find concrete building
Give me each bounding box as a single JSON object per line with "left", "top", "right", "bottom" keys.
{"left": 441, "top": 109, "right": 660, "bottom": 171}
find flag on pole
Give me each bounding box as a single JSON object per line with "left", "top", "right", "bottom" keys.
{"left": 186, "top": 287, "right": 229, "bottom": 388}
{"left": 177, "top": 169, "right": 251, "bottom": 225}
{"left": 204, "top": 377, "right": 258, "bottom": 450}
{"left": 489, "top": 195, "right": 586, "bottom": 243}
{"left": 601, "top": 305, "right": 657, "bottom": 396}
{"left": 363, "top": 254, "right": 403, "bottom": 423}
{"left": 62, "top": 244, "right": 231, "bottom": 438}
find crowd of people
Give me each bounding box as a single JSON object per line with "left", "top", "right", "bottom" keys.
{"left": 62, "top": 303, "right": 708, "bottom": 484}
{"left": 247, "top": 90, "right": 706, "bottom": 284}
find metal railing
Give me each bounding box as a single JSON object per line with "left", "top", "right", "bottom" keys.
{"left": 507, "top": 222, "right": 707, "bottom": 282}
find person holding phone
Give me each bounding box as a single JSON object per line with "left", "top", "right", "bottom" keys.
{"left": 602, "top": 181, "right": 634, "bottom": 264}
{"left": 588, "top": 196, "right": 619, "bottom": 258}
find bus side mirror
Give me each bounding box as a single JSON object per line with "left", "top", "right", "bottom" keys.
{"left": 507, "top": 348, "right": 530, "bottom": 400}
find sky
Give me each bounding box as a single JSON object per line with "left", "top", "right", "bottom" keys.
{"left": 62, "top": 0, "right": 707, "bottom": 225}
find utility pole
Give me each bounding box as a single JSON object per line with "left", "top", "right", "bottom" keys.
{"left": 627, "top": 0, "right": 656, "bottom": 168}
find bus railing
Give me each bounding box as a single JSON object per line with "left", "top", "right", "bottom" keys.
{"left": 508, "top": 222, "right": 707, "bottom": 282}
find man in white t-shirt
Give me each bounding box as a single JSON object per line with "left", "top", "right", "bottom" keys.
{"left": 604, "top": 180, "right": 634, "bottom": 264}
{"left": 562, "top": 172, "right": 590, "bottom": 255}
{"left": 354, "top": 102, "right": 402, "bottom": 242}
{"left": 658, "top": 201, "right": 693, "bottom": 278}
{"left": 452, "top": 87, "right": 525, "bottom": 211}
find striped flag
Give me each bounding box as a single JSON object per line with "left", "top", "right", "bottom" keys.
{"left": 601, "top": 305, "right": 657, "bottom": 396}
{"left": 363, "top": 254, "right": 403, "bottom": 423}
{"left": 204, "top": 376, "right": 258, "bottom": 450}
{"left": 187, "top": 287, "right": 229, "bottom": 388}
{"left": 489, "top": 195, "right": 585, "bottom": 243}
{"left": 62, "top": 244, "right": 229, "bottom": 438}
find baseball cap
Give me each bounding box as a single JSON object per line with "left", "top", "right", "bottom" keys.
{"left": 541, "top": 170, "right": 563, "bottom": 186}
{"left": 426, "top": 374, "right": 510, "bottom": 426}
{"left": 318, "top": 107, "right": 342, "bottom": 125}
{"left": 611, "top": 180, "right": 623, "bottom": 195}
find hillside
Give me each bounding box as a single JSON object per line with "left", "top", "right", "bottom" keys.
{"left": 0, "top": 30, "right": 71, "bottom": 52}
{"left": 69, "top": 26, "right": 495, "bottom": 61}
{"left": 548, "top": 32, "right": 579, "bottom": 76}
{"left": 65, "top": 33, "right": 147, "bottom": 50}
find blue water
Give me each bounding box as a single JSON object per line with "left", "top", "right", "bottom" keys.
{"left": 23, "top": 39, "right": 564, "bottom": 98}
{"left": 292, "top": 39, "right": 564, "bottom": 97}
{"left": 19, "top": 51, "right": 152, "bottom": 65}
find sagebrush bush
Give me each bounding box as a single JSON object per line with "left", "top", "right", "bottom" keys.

****************

Set down, from the entries above, exactly the lines from the one with "find bus side mirror" up to and including the one with "find man in white t-shirt", and no other lines.

### TASK SOLUTION
find bus side mirror
Give me each bounding box as a single JSON object per line with "left", "top", "right", "bottom" keys.
{"left": 507, "top": 348, "right": 530, "bottom": 400}
find sky
Give me each bounding box as a single JSON object per line with "left", "top", "right", "bottom" keys.
{"left": 62, "top": 0, "right": 707, "bottom": 225}
find utility pole
Give me each bounding box as a single JSON object per line with "left", "top", "right", "bottom" keys.
{"left": 627, "top": 0, "right": 656, "bottom": 168}
find bus railing
Give me each bounding box as a single JSON object per line with "left", "top", "right", "bottom" keys.
{"left": 508, "top": 222, "right": 707, "bottom": 282}
find man in white t-shirt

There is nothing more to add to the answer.